The species is abundant in the United States territorial waters of the Atlantic Ocean extending north into Nantucket Shoals and Georges Bank and moving south along the East Coast of the United States and into the Gulf of Mexico along the continental shelf. Although great northern tilefish are reported to be most abundant between 300 and 480 ft deep at 76 F, the National Oceanic and Atmospheric Administration report differs, by stating that the species lives at the bottom of the ocean where they burrow into the sediment, between 250 and 1500 ft deep where the temperature ranges from 49 to 58 F.

The great northern tilefish is known to dig and occupy burrows along the outer continental shelf, and on the flanks of submarine canyons in malleable clay substrate. Due to their long life expectancy, slow growth, complex breeding system, and habitat specificity, they are vulnerable to overexploitation, and they are susceptible to mass mortality events due to cold-water intrusion and overfishing. Their abundance is strongly correlated with presence of silt-clay substrate, because the soft clay enables the fish to create the burrow itself by simply digging away the clay substrate. The minimum temperature threshold for golden tilefish is 9 C. Temperature observations and measurements are obtained by interpolated observations. Temperature plots indicate that 9 °C is the norm for the area around Florida and the Gulf of Mexico.

[Dataset entries]
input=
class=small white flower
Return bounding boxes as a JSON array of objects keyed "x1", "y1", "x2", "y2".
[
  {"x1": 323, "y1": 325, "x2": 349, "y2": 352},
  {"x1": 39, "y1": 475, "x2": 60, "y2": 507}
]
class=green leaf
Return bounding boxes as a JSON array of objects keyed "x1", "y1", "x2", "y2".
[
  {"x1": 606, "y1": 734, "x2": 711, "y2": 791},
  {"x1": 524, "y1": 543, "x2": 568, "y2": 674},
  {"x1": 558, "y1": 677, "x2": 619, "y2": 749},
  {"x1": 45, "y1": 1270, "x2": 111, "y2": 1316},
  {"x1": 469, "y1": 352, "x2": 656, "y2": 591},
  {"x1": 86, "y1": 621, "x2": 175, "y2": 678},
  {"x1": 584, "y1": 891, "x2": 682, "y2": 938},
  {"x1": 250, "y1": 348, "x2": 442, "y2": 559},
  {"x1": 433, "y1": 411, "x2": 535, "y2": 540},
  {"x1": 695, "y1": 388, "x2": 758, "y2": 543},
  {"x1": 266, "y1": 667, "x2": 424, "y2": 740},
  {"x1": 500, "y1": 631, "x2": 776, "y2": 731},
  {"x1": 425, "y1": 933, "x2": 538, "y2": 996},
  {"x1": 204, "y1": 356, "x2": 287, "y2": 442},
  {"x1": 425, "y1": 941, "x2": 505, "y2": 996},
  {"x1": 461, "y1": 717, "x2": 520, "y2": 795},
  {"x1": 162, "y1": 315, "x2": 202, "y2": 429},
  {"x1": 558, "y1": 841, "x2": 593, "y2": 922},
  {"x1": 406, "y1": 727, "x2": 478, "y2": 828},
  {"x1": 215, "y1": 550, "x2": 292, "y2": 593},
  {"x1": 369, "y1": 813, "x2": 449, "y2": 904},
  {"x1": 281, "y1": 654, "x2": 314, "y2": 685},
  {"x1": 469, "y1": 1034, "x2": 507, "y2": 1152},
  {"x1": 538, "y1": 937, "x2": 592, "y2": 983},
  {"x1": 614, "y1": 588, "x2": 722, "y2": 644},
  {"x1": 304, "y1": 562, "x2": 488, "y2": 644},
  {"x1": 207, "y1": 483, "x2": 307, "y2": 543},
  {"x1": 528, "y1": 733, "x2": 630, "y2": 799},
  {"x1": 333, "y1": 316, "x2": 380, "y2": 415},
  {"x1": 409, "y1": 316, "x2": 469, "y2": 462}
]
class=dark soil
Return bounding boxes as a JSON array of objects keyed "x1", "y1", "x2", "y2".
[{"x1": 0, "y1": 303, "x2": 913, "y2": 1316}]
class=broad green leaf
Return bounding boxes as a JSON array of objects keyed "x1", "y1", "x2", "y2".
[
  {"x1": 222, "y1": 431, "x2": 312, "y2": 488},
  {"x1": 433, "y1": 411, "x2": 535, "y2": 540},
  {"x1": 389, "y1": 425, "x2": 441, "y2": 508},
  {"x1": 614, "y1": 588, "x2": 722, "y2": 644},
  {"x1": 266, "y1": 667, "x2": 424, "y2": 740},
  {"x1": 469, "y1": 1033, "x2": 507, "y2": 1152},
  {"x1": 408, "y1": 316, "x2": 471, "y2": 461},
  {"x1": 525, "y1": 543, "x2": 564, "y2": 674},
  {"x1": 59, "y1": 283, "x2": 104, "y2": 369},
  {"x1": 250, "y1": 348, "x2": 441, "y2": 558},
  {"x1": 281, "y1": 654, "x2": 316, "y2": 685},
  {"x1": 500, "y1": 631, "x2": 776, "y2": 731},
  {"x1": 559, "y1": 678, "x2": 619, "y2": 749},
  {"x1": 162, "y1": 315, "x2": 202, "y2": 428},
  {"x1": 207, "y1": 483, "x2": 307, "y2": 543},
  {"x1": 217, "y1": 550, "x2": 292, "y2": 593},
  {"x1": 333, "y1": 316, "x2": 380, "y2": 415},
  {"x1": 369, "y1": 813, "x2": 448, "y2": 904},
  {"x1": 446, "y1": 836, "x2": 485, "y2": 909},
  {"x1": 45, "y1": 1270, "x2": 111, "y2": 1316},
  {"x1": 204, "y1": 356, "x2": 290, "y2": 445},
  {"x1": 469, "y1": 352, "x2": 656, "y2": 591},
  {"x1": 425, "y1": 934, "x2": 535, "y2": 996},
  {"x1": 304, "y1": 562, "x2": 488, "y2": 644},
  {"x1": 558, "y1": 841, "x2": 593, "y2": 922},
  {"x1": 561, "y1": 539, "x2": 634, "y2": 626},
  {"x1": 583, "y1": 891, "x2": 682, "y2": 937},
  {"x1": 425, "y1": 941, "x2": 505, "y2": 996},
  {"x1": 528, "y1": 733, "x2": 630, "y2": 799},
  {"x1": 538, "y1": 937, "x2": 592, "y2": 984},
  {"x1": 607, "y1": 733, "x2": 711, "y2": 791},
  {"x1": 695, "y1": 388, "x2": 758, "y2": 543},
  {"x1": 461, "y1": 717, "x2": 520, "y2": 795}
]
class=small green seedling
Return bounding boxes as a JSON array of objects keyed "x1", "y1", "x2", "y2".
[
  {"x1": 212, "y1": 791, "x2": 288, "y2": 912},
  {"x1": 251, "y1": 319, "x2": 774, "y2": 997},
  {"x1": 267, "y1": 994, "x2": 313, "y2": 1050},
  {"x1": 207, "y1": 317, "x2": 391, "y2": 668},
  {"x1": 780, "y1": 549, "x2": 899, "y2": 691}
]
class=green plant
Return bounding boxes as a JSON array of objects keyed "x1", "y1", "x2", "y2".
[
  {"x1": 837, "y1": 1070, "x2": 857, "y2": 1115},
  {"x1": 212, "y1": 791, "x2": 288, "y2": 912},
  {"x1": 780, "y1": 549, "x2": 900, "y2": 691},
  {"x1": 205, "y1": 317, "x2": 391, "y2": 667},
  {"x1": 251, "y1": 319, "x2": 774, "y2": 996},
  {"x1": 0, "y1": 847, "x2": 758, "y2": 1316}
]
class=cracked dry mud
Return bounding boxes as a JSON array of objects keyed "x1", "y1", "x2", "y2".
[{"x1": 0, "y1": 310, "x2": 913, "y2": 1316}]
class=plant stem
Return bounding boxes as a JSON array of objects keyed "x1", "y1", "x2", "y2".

**The problem:** Continue the passage on great northern tilefish habitat, picking up after its final sentence.

**Response to the exercise:**
==Population and conservation status==
Decline in age, size during sexual maturity in great northern tilefish population is occurring throughout the continental shelf. In the mid-Atlantic Bight, smaller sizes and younger ages at maturity were observed in 2008, compared to the survey data from the 1980s where recorded measurements showed a larger population. The recent estimates of age and size at maturity in the southern U.S. waters were smaller than those previously reported in the late 1980s. There were also very few juvenile tilefish seen in tilefish population surveys in the southern U.S. waters in both the Atlantic Ocean and the Gulf of Mexico. Declines in population could negatively affect other organisms in their surrounding environment due to the fact that without tilefish, the burrows underneath the continental shelf will disappear, therefore putting an end to the symbiotic relationship with other organisms that use the tunnels as shelter.

Fishing regulations include catch limits and gear restrictions to prevent damage to the species habitat and population. There are different gear restrictions for commercial and recreational fishers. In 2007, regulations were imposed to reduce the harvesting by one third, as a response to overfishing in the South Atlantic. The South Atlantic catch limit was later increased in October 2012 as a response to the increased population. The 2013 limits in the southern U.S. Atlantic waters for the species, measured in gutted weight, were 405,971 pounds for longline and 135,324 pounds for hook-and-line fishing. The current South Atlantic catch limits as of 2019 are 248,805 pounds for longline and 82,935 pounds for hook-and-line fishing.